### TEXT
↓

I read recently that the major export of Ireland is no longer its own people but our primary Export is computer software, while our next largest Export is Viagra. Perhaps you didn’t know that’s where it was invented, at the Pfizer plant in Cork? The chief exports have changed, maybe not for the better. In the past, the real export of Ireland, with the deepest roots, spread by its people like missionaries, is its Celtic spirituality, a spirituality that stands for perseverance and also for deep, deep reflection. You can see it as you travel through Ireland, the perseverance in the face of persecution, when you see chapels dotting the land that go back a hundred or two hundred years, and really go back to the times just after it was completely illegal for Catholics to vote, to own any land, or to get an education. And in those days, the Mass was celebrated in hidden places. Education was carried on by scholars and by priests behind the hedges where no one could see that they were doing that rebellious thing of teaching reading and writing. In those days “Our chalices were made of wood. But our priests were made of gold.”

But, if you go back even further, to the 6th century, you find the ruins of hermitages and monasteries all over Ireland because Ireland was the “Land of Saints and Scholars.” A best seller came out a couple years ago, “How the Irish Saved Civilization,” which sounds exaggerated, until you read the book. But they really did! In the dark ages of Europe, they took the libraries and the learning and the literature and the gospel and they treasured it and reflected on it, and then they sent their sons and daughters out to share it with the world.

↑

### TASKS TO CARRY OUT
**a)** According to the text on Irish exports, where was Viagra invented?
**b)** Rewrite the text on Irish exports from "But, if you" up to and including "with the world.", switching "monasteries" to "abbeys".
**c)** Translate this sentence from the text on Irish exports into Spanish: "The chief exports have changed, maybe not for the better."

### Labeled shape records
↓

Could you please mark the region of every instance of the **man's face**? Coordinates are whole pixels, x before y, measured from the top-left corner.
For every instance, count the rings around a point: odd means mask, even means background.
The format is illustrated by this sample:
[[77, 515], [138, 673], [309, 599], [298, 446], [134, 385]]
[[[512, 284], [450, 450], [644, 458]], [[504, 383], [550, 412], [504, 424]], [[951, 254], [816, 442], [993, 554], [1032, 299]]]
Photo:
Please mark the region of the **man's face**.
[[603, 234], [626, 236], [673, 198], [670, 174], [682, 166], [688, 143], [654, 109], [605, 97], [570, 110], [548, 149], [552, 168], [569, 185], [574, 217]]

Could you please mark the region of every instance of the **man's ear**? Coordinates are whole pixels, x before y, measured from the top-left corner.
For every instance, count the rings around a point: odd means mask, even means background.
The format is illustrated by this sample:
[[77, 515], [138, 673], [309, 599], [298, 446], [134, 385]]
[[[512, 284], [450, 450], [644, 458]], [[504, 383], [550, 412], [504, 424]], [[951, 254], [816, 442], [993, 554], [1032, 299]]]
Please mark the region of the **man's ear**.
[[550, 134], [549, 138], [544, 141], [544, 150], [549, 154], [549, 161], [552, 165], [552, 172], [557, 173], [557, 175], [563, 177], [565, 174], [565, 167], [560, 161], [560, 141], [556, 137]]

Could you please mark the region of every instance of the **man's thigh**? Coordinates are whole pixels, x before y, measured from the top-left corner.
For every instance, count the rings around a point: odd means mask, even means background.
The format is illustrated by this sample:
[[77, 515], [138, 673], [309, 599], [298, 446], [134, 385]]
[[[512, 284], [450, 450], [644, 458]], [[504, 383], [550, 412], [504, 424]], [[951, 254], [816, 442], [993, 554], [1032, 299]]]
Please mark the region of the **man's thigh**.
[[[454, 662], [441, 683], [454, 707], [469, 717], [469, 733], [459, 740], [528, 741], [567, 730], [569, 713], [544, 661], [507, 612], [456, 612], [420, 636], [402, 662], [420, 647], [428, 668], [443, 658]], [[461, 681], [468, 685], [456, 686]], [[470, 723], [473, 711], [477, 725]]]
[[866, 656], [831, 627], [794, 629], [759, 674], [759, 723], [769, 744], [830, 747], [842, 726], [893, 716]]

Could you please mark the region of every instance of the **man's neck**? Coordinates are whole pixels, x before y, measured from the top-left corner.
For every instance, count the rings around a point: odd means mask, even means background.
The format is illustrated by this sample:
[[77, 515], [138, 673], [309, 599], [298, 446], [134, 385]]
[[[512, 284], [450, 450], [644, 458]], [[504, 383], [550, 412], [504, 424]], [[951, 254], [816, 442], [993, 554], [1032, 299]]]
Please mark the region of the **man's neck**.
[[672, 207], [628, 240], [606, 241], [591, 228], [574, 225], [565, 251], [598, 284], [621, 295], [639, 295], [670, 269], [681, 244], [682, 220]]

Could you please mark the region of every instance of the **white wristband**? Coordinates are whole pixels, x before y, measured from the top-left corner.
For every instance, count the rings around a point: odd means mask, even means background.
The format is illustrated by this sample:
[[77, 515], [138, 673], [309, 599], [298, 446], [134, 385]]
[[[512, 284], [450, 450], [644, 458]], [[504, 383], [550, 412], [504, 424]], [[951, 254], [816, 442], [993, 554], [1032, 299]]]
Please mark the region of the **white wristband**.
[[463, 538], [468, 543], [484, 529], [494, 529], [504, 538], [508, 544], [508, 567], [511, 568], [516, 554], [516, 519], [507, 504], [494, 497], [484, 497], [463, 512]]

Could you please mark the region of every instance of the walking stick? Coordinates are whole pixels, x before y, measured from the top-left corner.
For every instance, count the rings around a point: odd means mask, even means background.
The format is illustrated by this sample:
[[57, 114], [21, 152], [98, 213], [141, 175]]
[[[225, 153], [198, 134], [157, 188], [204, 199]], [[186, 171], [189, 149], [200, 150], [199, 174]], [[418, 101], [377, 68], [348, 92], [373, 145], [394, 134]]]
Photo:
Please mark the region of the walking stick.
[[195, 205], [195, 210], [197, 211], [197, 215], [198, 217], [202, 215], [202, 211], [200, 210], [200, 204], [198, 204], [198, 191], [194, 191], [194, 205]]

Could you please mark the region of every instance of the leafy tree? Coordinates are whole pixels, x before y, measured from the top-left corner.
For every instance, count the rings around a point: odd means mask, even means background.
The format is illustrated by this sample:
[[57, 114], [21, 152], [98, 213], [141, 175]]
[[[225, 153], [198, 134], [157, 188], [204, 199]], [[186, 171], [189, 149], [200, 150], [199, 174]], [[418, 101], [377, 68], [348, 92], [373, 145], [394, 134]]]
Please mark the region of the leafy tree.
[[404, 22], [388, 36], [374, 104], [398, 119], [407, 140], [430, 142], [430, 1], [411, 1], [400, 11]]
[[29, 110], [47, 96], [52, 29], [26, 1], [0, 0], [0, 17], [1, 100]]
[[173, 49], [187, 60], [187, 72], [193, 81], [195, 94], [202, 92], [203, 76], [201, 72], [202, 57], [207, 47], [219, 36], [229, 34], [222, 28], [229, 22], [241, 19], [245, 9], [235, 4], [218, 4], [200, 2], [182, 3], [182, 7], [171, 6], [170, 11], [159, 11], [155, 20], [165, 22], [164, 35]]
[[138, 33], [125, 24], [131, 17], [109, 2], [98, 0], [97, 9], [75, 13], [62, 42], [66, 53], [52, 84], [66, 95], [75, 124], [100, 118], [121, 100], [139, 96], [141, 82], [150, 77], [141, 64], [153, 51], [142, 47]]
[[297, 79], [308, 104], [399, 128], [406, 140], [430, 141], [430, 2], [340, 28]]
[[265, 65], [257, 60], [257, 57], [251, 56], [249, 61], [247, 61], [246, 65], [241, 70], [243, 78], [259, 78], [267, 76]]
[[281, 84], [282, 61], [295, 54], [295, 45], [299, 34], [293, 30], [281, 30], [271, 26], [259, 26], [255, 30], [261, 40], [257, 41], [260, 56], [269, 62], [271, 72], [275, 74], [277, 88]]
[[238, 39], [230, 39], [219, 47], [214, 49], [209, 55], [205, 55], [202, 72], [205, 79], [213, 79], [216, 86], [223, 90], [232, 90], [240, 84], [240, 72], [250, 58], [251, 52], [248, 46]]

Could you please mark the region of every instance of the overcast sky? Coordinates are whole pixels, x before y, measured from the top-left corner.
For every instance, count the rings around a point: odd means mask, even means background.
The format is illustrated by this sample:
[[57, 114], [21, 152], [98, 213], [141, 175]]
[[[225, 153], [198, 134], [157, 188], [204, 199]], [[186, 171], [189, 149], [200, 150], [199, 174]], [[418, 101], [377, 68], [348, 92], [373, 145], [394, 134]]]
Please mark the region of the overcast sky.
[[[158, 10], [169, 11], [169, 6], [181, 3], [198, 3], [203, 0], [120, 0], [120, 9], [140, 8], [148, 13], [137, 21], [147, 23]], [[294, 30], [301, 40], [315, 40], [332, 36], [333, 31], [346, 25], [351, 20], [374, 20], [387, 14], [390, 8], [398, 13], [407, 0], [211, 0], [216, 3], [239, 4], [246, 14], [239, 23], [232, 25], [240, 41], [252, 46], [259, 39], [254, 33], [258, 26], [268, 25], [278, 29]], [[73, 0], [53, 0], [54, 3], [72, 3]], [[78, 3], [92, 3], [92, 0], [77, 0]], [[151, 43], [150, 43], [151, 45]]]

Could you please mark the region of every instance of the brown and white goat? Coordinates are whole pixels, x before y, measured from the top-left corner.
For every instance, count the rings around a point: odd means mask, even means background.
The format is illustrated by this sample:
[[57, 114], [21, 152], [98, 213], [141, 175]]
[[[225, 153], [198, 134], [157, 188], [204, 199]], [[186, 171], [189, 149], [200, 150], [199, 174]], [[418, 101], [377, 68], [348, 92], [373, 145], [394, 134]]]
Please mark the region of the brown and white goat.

↑

### ANSWERS TO THE TASKS
**a)** At the Pfizer plant in Cork.

**b)**
But, if you go back even further, to the 6th century, you find the ruins of hermitages and abbeys all over Ireland because Ireland was the “Land of Saints and Scholars.” A best seller came out a couple years ago, “How the Irish Saved Civilization,” which sounds exaggerated, until you read the book. But they really did! In the dark ages of Europe, they took the libraries and the learning and the literature and the gospel and they treasured it and reflected on it, and then they sent their sons and daughters out to share it with the world.

**c)** Las principales exportaciones han cambiado, quizá no para mejor.